WRITTEN EXERCISE: Swap "Troops" for "Patrols" and rewrite the Girl Scouts of Japan text between "The Girl Scouts are" and "on something new.", inclusive.

TEXT EXTRACT:
#####

- Girl Scouts of Japan
- Headquarters: Nishihara 1-40-3, Shibuya-ku
- Location: Tokyo
- Country: Japan
- Founded: 1919
- Membership: 28,404
- Affiliation: World Association of Girl Guides and Girl Scouts
- Website www.girlscout.or.jp

= Girl Scouts of Japan =

Scouting organization for girls in Japan

The Girl Scouts of Japan (ガールスカウト日本連盟, Gārusukauto Nippon Renmei) is a scouting organization for girls in Japan, founded in 1919. It became a member of the World Association of Girl Guides and Girl Scouts in 1952 and had 33,593 members as of 2014.

==History==
Girl Guiding was first introduced in Japan in 1919 by Miss Muriel Greenstreet, a British missionary teacher. The movement gradually spread, and in 1920 took the name Joshi-Hodo-dan (Girl Guides of Japan). In 1928, Japan became a founder member of WAGGGS. Girl Guiding was suspended during World War II, restarted as Girl Scouting in 1947, and was officially recognized as Girl Scouts of Japan (Gārusukauto Nippon Renmei) in 1949.

In 2000, Her Highness Princess Sayako attended a variety of events in the Tokyo metropolitan area and in regional Japan, including the ceremony for the 50th anniversary of the establishment of the Girl Scouts of Tokyo, and the opening ceremony for the Togakushi Girl Scouts Center to commemorate the 80th anniversary of the Girl Scouting movement in Japan.

The Girl Scout program in Japan focuses on three major points: self-development, human relations, and nature. Some of the Girl Scout activities include working with the disabled, planting trees, and protecting the environment from floods and air pollution.

==Program and ideals==

Girl Scouts in Japan

The Girl Scouts are divided into 6 groups/ranks. Troops (団) tend to have multiple levels in one group that are further broken down into smaller units consisting of the same rank. Each group focuses on something new.

- Tenderfoot (from 1 year before 1st grade), around 5 years old; a creme yellow neckerchief.
- Brownie (grades 1 through 3), around 6 to 8 years; red neckerchief.

Brownies focus on learning more about themselves, their capabilities, and how much they matter. When a girl becomes a Brownie Scout, Leaders read the "Brownie Book" to the girls, sometimes even performing the story. It tells of two children who hear about magical creatures (Brownies) that help keep the house nice and clean. In order to help their parents the two children venture into the forest at night in search of the Brownies, only to discover at the end that they are Brownies and they can help their parents.

- Junior (grades 4 through 6), around 9 to 11 years; brown neckerchief

Juniors begin to focus on their friend group and other scouts. The idea is to encourage girls to not think just about themselves, but of what they can do for and with their friends.

#####

Photo-based point labeling listing
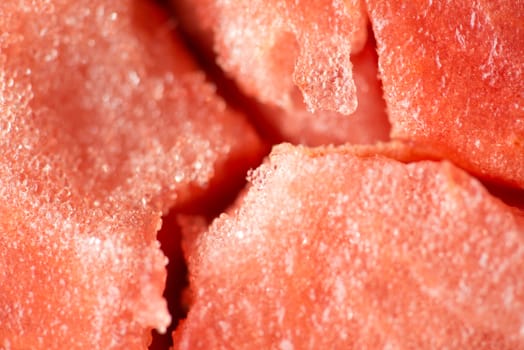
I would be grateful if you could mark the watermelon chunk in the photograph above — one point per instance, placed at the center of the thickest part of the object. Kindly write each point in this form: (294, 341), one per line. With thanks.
(453, 75)
(272, 47)
(367, 125)
(346, 248)
(105, 123)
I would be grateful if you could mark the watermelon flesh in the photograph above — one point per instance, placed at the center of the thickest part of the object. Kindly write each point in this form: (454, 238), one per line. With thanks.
(367, 125)
(273, 47)
(105, 124)
(346, 248)
(456, 87)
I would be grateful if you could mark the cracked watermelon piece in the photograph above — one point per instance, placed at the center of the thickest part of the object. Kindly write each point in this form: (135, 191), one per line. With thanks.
(367, 125)
(346, 248)
(271, 48)
(453, 75)
(105, 123)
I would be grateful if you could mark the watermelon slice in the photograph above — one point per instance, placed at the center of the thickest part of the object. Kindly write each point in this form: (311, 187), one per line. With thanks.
(105, 123)
(345, 248)
(272, 47)
(367, 125)
(453, 75)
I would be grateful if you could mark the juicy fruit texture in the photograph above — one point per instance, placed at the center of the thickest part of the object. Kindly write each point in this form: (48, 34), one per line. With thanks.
(343, 248)
(453, 75)
(367, 125)
(105, 123)
(272, 47)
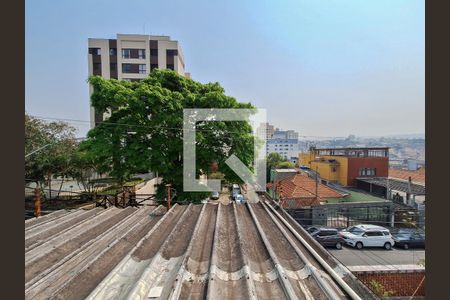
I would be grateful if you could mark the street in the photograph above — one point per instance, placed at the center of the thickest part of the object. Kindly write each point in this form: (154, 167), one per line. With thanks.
(374, 256)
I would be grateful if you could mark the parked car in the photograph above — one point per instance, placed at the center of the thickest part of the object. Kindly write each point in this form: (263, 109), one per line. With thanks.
(328, 237)
(410, 239)
(214, 196)
(366, 235)
(239, 198)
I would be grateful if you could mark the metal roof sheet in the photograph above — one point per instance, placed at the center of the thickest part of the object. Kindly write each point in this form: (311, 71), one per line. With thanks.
(191, 251)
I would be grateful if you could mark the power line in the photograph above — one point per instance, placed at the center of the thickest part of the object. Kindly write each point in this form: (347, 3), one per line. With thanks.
(156, 127)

#####

COMPLETED EXERCISE:
The Girl Scouts are divided into 6 groups/ranks. Patrols (団) tend to have multiple levels in one group that are further broken down into smaller units consisting of the same rank. Each group focuses on something new.